=== EXERCISE TEXT ===
[Start of Attachment]

Species of gastropod

Sericominolia safrocincta is a species of small sea snail, a marine gastropod mollusk in the family Trochidae, the top snails.

==Description==
(Original description) The shell is thin and of moderate size, with adult specimens reaching a diameter of up to 9.0 mm, and is wider than high (H/D 0.69–0.77). The apex is low and the spire profile is bluntly rounded; the periphery lies below mid‑whorl and is only weakly angled, and the suture is indented but not strongly so. The sculpture is fine and predominantly spiral. The base is rounded and umbilicate, and the teleoconch comprises up to 5.25 whorls.

[End of Attachment]

=== PROVIDED DATA ===
[Start of Attachment]

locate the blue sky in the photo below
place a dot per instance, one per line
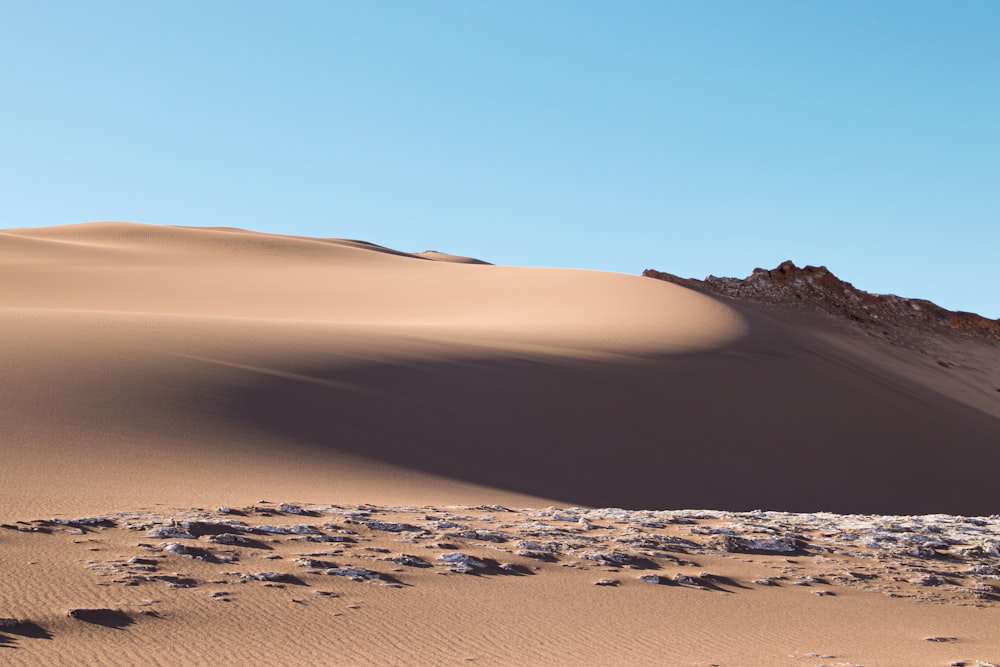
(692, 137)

[End of Attachment]
[Start of Attachment]

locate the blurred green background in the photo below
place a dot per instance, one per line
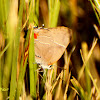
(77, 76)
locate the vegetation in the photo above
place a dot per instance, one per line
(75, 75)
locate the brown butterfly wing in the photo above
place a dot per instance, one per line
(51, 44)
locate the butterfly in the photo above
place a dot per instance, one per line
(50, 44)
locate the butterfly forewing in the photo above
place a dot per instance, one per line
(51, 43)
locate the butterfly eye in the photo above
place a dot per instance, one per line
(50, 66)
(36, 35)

[End of Attachment]
[Start of Attachment]

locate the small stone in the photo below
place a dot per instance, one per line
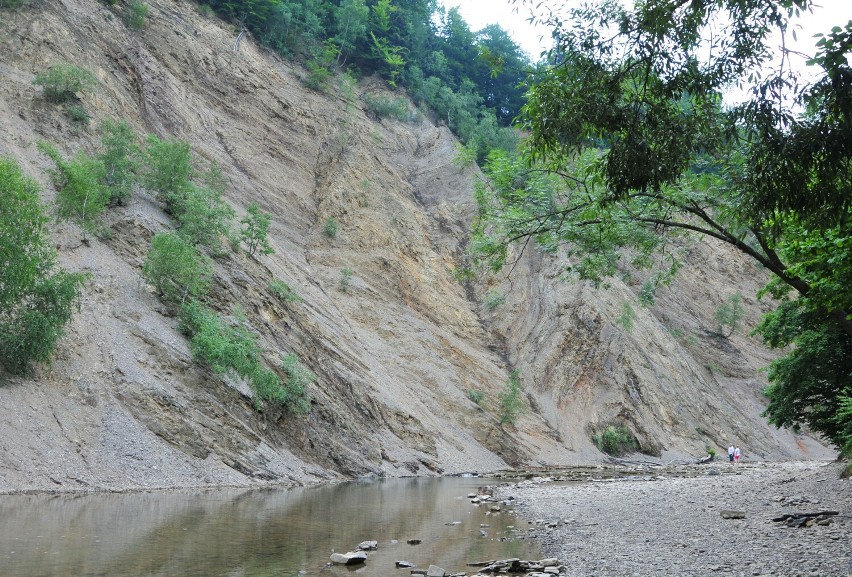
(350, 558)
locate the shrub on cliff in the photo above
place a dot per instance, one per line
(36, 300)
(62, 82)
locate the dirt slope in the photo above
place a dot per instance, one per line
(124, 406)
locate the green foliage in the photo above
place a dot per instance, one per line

[End of Attachment]

=== ASSIGNMENT 1 ===
In the sea snail description, how large can the shell diameter of adult specimens get?
=== ASSIGNMENT 2 ===
Resume the sea snail description from its last sentence and continue it.
The records have nothing to do with the sea snail description.

=== REPLY 1 ===
Up to 9.0 mm.

=== REPLY 2 ===
The first teleoconch whorl bears three narrow spiral lirae, which broaden on the second whorl and increase in number by intercalation of intermediate lirae. Subsequent whorls show low, close‑set spiral lirae separated by narrower, incised striae, the lirae becoming finer just below the suture. Axial sculpture is initially weak and consists only of close‑set microscopic threads; on later whorls it develops into stronger, close‑set collabral growth lines that are most distinct below the suture. Basal sculpture is similar, but the lirae are narrower and the intervals between them wider; the lirae are more numerous around and within the umbilicus. On the base, axial sculpture is weak near the periphery but strengthens medially to form fine, close‑set pliculae encircling the umbilicus. The umbilical rim is rounded and steep‑sided within, lacking a funicle or at most bearing a very low one, and above it lies a shallow sulcus marking the insertion onto the preceding whorl.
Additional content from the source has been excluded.